| What this task involves |
All of the records listed below should be retyped exactly.

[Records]
## Start
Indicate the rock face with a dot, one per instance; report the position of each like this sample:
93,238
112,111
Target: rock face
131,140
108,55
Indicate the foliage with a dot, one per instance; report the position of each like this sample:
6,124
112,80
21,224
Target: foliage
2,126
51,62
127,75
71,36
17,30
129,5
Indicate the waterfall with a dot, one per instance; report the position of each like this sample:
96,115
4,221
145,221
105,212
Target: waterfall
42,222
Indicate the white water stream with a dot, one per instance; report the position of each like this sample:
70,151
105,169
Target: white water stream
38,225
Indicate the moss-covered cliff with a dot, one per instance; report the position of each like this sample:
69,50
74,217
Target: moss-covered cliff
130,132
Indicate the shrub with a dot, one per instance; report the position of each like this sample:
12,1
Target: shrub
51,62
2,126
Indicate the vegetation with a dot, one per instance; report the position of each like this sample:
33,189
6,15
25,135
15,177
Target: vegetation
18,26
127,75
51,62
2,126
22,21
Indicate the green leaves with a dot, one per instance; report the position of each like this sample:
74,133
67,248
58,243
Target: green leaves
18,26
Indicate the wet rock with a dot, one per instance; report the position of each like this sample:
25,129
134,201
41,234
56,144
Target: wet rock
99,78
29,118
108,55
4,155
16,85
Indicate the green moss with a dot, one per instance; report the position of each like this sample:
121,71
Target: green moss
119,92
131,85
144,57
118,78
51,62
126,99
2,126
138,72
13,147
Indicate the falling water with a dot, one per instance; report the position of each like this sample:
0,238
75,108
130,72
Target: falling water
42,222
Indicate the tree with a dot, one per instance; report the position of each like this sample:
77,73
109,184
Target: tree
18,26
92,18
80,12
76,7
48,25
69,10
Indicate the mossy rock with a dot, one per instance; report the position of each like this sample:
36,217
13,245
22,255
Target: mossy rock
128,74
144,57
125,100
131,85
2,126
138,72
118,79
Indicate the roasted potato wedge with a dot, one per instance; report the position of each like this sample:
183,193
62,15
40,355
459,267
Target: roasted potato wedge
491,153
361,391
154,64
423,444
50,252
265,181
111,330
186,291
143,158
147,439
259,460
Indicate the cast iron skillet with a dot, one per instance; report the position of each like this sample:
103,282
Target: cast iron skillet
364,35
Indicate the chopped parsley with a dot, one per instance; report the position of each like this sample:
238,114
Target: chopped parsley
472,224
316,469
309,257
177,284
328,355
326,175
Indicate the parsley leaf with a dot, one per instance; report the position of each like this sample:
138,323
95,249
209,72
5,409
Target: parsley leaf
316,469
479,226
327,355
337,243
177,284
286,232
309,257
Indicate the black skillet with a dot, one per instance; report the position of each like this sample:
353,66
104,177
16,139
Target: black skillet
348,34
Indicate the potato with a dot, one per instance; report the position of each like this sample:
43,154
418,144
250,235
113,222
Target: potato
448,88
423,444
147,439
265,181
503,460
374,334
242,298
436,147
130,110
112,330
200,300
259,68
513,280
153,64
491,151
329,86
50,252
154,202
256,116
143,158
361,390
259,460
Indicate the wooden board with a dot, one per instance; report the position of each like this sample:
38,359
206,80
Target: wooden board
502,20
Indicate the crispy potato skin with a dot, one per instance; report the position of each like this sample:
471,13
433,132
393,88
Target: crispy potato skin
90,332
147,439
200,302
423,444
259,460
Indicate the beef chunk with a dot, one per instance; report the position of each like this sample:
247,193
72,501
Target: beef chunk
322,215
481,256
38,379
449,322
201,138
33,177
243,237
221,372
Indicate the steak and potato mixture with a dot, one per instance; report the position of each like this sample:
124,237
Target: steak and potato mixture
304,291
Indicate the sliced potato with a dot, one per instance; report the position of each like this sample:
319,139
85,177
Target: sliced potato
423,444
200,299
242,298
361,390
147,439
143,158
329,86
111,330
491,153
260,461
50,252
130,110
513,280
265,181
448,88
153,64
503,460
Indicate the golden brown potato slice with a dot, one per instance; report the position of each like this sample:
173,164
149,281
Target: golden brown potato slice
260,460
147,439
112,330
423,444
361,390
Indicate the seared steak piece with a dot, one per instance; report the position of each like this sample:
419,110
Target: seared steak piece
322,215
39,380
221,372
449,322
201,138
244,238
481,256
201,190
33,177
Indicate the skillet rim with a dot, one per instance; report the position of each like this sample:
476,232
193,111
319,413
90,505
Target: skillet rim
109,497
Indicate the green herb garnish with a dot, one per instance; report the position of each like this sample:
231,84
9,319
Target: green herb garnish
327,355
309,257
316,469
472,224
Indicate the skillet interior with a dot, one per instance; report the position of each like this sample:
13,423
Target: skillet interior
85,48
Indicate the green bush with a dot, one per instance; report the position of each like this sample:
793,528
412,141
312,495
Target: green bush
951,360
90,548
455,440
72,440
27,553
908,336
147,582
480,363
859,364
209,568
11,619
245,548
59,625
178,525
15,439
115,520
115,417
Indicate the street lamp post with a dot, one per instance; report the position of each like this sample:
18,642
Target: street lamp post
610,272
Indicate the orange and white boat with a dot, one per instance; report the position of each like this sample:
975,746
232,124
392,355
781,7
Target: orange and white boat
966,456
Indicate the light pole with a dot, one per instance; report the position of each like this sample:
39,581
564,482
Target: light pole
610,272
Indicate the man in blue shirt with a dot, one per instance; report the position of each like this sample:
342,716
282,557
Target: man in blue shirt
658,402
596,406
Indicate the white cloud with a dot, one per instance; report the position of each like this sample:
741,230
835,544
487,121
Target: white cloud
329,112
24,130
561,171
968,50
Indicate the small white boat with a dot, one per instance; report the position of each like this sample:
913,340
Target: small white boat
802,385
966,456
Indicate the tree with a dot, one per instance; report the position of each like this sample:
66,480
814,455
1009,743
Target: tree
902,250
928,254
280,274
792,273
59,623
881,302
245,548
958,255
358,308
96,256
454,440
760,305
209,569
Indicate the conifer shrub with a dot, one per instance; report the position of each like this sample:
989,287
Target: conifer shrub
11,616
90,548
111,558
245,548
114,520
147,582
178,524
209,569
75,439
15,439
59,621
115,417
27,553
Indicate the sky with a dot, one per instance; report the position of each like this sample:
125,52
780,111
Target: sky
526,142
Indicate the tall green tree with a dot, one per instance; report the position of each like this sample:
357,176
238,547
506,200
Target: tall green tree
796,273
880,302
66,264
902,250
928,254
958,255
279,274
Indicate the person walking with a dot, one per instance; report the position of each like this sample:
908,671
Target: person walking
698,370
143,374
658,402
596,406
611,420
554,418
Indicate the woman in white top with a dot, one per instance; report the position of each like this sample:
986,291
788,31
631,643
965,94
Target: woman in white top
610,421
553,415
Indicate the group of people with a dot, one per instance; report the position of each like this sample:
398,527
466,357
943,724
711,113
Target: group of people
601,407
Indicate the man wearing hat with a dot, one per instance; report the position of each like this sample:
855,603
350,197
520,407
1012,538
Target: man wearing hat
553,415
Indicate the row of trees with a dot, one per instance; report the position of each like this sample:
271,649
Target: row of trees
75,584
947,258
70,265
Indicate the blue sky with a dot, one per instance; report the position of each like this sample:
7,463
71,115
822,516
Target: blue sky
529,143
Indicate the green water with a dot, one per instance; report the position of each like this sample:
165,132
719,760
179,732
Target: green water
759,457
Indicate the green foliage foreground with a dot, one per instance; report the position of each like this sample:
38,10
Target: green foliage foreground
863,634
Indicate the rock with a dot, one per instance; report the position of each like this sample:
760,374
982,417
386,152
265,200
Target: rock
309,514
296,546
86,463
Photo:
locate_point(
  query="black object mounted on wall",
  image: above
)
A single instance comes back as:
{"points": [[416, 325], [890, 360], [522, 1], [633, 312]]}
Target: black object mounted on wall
## End
| Full solution |
Indicate the rock face with a dot, one per instance; report the position of each like this sample:
93,238
112,111
Target: rock face
131,140
108,55
Indicate the foliage with a dot, one per instance; report the position of each like this sample:
6,124
112,80
21,224
Target: foliage
2,126
51,62
127,75
71,36
17,30
129,5
Indicate the waterfall with a dot, one per instance; report the position of each like this sample:
96,115
4,221
145,221
105,212
Target: waterfall
42,222
Indicate the white water stream with a dot, one per instance; report the position of each like this sample:
70,151
105,169
Target: white water stream
38,225
Indicate the moss-covered cliff with a dot, one per instance; report the position of each like this sample:
69,50
74,217
Target: moss-covered cliff
130,132
Indicate the shrub with a dot, one per instance; report the position of each like this sample:
12,1
Target: shrub
51,62
2,126
Indicate the vegetation with a dot, one per instance; report the position of each like this sample:
33,189
6,15
25,135
15,177
Target: vegetation
18,26
127,75
51,62
2,126
22,21
Indicate the green leaves with a dot, one per instance; report the position of each like this sample:
74,133
67,248
58,243
Target: green leaves
18,26
Indicate the wet rock with a dot, one per instance; report the position of each like this sample:
25,129
134,201
41,234
56,144
Target: wet rock
99,78
29,118
108,55
4,155
16,85
Indicate the green moss with a dot, one per instance; report the position of each like this sample:
121,71
Target: green moss
119,92
131,85
144,57
118,78
51,62
126,99
2,126
138,72
13,147
Indicate the falling water with a dot, one per instance; report the position of each like this sample:
0,238
75,108
130,72
Target: falling water
42,222
Indicate the tree with a dot, one per instance; report the position of each like this sample:
77,73
109,184
Target: tree
18,26
92,18
80,12
76,7
48,25
69,10
Indicate the mossy rock with a dot, one per instance; report the position of each like this sample:
36,217
13,245
22,255
Target: mossy rock
128,74
144,57
125,100
131,85
2,126
138,72
118,79
Indicate the roasted potato wedge with a dot, one per instance; report the position of each like this sample:
183,193
62,15
40,355
459,267
Target: roasted potato wedge
491,153
361,391
154,64
423,444
50,252
265,181
111,330
186,291
143,158
147,439
259,460
Indicate the cast iron skillet with a dot, one per instance; report the position of each like this sample:
103,282
Target: cast iron skillet
364,35
Indicate the chopped parsley with a dot, one per instance; report the position of each like this sample:
238,114
Target: chopped parsley
472,224
316,469
309,257
177,284
328,355
326,175
Indicate the parsley leaf with a dot, one per instance; report the position of each like this sample:
138,323
95,249
209,72
5,409
Target: parsley leaf
316,469
479,226
327,355
337,243
177,284
286,232
309,257
Indicate the black skillet with a dot, one per instance; report the position of each like this sample:
353,66
104,177
16,139
Target: black skillet
348,34
Indicate the potato with a dot, one per instance; report the position of each like this sample:
43,154
418,144
250,235
113,222
Target: potato
448,88
423,444
147,439
265,181
503,460
374,334
242,298
436,147
130,110
112,330
200,300
259,68
513,280
153,64
491,151
329,86
50,252
154,202
256,116
143,158
361,390
259,460
Indicate the wooden board with a dot, one per instance; report the position of each like this sample:
38,359
206,80
Target: wooden board
502,20
Indicate the crispy potato skin with a dot, one per instance; report the position of each like this sample:
471,13
433,132
393,88
Target: crispy potato skin
90,332
147,439
200,302
423,444
259,460
Indicate the beef chunk with a dot, one per instance; report the position of each like this sample:
247,193
72,501
Target: beef chunk
322,215
481,256
38,379
449,322
201,138
33,177
243,237
221,372
Indicate the steak and potato mixture with a dot, one per instance; report the position of each like this sample:
124,237
Target: steak and potato mixture
304,291
Indicate the sliced potato with a dot, one per instance; report the position of each like this sample:
319,139
85,177
Target: sliced potato
423,444
200,299
242,298
361,390
147,439
143,158
329,86
111,330
491,153
260,461
50,252
130,110
513,280
265,181
448,88
153,64
503,460
Indicate the golden brown potato slice with a dot, one per instance; report the position of each like this sample:
173,164
149,281
Target: golden brown potato slice
260,460
147,439
112,330
423,444
361,390
Indicate the seared steak piece with a dot, one per instance; report the position of each like this sample:
419,110
Target: seared steak piece
322,215
39,380
221,372
449,322
201,138
244,238
481,256
201,190
33,177
Indicate the skillet rim with a dot, one per instance; report the position of each like this sample:
476,232
193,111
319,413
90,505
Target: skillet rim
109,497
Indicate the green herb garnish with a dot, one per instance; report the position of each like this sample:
231,84
9,319
Target: green herb garnish
327,355
309,257
316,469
472,224
Indicate the skillet interior with a dot, one per instance; report the position of each like this sample:
13,423
Target: skillet interior
85,48
Indicate the green bush with a dot, one per instance; report the position of each like this sample:
793,528
412,141
312,495
Target: green bush
951,360
90,548
455,440
72,440
27,553
908,336
147,582
480,363
859,364
209,568
11,619
245,548
59,625
178,525
15,439
115,520
115,417
Indicate the street lamp post with a dot, one per instance; report the position of each like this sample:
18,642
Target: street lamp post
610,272
Indicate the orange and white boat with a dot, one per instance; report the position of each like this sample:
975,746
232,124
392,355
781,7
Target: orange and white boat
966,456
Indicate the light pole with a dot, one per instance; report the position of each like this sample:
39,581
564,482
Target: light pole
610,272
Indicate the man in blue shirt with a dot, one per instance; report the position of each like this sample:
342,716
282,557
Target: man in blue shirt
658,402
596,406
Indicate the white cloud with a dot, one per instance; report the position of each like this sample:
741,230
835,544
487,121
Target: white cloud
329,112
24,130
561,171
968,50
Indicate the small white boat with a dot, one per instance; report the position of each like this sample:
913,340
Target: small white boat
802,385
966,456
Indicate the tree with a dot, one per instance; report the position of each like this sample:
66,480
814,455
1009,743
Target: tree
902,250
928,254
280,274
792,273
59,623
881,302
245,548
958,255
358,308
96,256
454,440
760,305
209,569
Indicate the conifer shrub with a dot, one per instance; report the position of each like this sample:
989,287
Target: conifer shrub
11,616
90,548
111,558
245,548
114,520
147,582
178,524
209,569
75,439
15,439
59,621
115,417
27,553
Indicate the sky with a dot, one per instance; report the position of each like this sample:
125,52
780,111
Target: sky
526,142
Indicate the tall green tree with a dot, one per instance; report the position of each like this sample:
357,176
238,547
506,200
Target: tall green tree
796,273
880,302
66,264
902,250
928,254
958,255
279,274
Indicate the person walking with a dot, one per instance; report the position of each like this sample:
908,671
Target: person walking
698,370
143,374
658,402
596,406
611,420
554,418
Indicate the woman in white top with a dot, one per instance; report the position of each like this sample:
986,291
788,31
631,643
965,94
Target: woman in white top
610,421
553,415
Indicate the group of people with a dot, one per instance; report the position of each like this sample:
398,527
466,357
943,724
711,113
Target: group of people
601,407
Indicate the man wearing hat with a dot, one per instance; report the position of each like this sample:
855,603
350,197
520,407
1012,538
Target: man wearing hat
553,415
Indicate the row of trees with a dot, one per instance; report the position of each like this sample:
271,649
Target: row of trees
75,584
947,258
70,265
Indicate the blue sky with a dot, one per instance; report the position of each like this sample:
7,463
71,115
822,516
Target: blue sky
529,143
Indicate the green water with a dot, one per instance; report the position of each like this sample:
165,132
719,760
179,732
Target: green water
759,457
Indicate the green foliage foreground with a dot, one per instance; report the position of each like this sample:
38,10
Target: green foliage foreground
863,634
Indicate the rock with a dot, one per instance; report the position of each like this sample:
760,374
982,417
386,152
265,200
Target: rock
309,514
296,546
86,463
Photo:
locate_point(
  query="black object mounted on wall",
  image: above
)
A single instance comes back as:
{"points": [[416, 325], [890, 360], [522, 1], [633, 312]]}
Target: black object mounted on wall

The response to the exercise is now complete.